Exercise prompt: Locate every line in the listing below that contains the string "player" and copy each one out.

(Stored items from a collection)
======

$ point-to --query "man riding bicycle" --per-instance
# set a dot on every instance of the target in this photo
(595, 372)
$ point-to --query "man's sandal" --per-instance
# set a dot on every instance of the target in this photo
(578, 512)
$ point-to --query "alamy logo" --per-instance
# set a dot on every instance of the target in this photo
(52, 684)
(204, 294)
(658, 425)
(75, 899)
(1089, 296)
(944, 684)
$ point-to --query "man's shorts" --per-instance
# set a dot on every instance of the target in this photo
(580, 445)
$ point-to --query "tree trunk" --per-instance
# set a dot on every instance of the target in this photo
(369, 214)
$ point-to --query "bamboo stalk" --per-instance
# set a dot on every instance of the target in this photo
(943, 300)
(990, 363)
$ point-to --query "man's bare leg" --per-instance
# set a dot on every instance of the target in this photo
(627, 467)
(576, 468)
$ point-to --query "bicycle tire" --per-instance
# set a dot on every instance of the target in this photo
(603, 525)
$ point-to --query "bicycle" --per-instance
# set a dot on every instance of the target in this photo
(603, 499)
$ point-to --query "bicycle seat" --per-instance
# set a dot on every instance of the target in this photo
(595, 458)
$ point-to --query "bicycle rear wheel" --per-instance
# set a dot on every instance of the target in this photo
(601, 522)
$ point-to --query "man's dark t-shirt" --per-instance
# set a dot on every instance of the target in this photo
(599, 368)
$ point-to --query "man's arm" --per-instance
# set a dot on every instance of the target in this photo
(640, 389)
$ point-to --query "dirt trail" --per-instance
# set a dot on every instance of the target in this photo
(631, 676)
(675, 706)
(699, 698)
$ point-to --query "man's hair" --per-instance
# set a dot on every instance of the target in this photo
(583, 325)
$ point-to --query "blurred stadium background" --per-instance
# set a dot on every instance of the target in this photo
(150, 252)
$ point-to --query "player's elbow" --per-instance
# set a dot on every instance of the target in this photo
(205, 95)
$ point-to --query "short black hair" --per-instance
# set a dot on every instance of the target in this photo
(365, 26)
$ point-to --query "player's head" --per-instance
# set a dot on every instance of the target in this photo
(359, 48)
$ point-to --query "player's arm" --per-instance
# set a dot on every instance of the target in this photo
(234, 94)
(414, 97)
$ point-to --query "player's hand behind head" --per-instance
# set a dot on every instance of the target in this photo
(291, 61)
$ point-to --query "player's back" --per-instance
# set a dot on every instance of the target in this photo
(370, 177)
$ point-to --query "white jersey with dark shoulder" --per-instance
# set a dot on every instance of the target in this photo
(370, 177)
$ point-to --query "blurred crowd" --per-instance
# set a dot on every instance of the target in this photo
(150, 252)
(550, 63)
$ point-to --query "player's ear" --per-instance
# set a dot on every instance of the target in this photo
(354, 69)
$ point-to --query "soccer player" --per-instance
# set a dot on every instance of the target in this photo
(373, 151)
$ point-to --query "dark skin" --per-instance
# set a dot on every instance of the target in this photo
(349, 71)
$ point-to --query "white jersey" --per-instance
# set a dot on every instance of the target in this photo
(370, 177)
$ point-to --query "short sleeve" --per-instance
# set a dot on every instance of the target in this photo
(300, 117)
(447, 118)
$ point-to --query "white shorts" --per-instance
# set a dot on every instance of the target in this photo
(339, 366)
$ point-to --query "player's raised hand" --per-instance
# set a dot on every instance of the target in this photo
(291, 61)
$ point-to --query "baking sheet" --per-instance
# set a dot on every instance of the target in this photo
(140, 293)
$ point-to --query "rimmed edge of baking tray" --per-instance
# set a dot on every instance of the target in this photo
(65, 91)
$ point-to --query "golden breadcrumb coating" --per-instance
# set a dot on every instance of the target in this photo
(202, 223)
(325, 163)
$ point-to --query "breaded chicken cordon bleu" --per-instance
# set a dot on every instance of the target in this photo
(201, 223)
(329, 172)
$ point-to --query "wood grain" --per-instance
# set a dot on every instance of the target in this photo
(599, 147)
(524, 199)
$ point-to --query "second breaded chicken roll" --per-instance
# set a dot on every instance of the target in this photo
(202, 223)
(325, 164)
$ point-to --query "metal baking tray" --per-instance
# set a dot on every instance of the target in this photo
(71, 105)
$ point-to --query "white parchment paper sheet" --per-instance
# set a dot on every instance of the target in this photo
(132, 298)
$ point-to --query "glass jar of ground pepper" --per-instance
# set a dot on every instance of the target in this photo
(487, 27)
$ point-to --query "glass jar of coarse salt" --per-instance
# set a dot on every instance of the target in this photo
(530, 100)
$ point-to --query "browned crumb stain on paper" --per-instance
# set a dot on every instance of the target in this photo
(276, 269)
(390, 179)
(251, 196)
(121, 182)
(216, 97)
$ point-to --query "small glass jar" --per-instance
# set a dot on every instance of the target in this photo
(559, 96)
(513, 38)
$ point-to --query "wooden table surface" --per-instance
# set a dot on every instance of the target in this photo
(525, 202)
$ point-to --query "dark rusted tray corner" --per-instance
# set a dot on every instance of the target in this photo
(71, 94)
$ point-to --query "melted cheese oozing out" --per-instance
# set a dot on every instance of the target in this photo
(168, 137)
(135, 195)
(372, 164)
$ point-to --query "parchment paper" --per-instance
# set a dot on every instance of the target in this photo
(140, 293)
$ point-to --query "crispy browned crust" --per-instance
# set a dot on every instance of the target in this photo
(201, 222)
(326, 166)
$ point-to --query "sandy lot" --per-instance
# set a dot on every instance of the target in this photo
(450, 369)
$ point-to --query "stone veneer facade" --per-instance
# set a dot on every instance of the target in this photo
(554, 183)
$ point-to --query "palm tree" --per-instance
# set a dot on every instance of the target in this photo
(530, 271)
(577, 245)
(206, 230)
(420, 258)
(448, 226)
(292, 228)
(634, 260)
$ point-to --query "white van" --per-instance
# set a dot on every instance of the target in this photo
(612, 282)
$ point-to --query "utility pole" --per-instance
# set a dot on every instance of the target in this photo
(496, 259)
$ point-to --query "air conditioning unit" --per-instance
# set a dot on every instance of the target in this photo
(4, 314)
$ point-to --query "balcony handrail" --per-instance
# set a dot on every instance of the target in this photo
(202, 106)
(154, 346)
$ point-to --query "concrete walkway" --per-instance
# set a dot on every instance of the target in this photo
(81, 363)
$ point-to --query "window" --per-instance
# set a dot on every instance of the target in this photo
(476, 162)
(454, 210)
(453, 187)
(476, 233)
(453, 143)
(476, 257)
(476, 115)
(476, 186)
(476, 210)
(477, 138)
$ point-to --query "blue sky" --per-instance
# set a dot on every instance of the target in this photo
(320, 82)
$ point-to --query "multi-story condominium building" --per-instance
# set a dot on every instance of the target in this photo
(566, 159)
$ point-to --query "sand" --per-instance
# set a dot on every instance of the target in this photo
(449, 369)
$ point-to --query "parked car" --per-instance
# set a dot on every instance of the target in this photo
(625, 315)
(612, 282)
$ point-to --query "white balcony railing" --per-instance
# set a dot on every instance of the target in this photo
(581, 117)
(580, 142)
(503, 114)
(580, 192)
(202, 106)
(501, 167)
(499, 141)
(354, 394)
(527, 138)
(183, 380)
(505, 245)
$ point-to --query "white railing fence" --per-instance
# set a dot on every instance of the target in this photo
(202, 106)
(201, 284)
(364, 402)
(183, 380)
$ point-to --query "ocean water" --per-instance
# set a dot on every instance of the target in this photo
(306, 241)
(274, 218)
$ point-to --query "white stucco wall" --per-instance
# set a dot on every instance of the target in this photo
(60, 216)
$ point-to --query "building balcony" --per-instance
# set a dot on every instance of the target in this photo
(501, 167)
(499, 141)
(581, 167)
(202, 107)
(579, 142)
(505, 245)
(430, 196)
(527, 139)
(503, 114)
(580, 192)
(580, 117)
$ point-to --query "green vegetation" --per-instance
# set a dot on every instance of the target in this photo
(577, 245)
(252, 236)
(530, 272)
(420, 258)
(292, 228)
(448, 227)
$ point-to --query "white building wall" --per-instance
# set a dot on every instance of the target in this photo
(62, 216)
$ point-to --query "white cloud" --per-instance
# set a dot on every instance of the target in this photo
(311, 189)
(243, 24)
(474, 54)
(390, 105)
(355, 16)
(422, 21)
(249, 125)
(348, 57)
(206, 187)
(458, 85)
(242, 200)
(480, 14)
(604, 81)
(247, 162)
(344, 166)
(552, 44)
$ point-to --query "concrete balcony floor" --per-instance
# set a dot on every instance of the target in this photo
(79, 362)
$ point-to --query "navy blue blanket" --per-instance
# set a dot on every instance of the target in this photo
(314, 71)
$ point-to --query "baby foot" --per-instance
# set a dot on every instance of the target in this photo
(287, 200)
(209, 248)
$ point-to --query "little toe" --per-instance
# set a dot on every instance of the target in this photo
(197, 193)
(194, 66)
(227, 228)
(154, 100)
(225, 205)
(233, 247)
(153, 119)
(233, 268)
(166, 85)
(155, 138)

======

The answer:
$ point-to --query "player's elbow" --per-instance
$ point-to --query "player's head" --per-instance
$ point-to --query "player's arm" --per-instance
$ point-to --query "player's hand behind head" --per-instance
$ point-to --query "player's back" --per-instance
$ point-to --query "player's ear" --per-instance
$ point-to --query "soccer player" --per-instance
$ point-to --query "player's raised hand" --per-instance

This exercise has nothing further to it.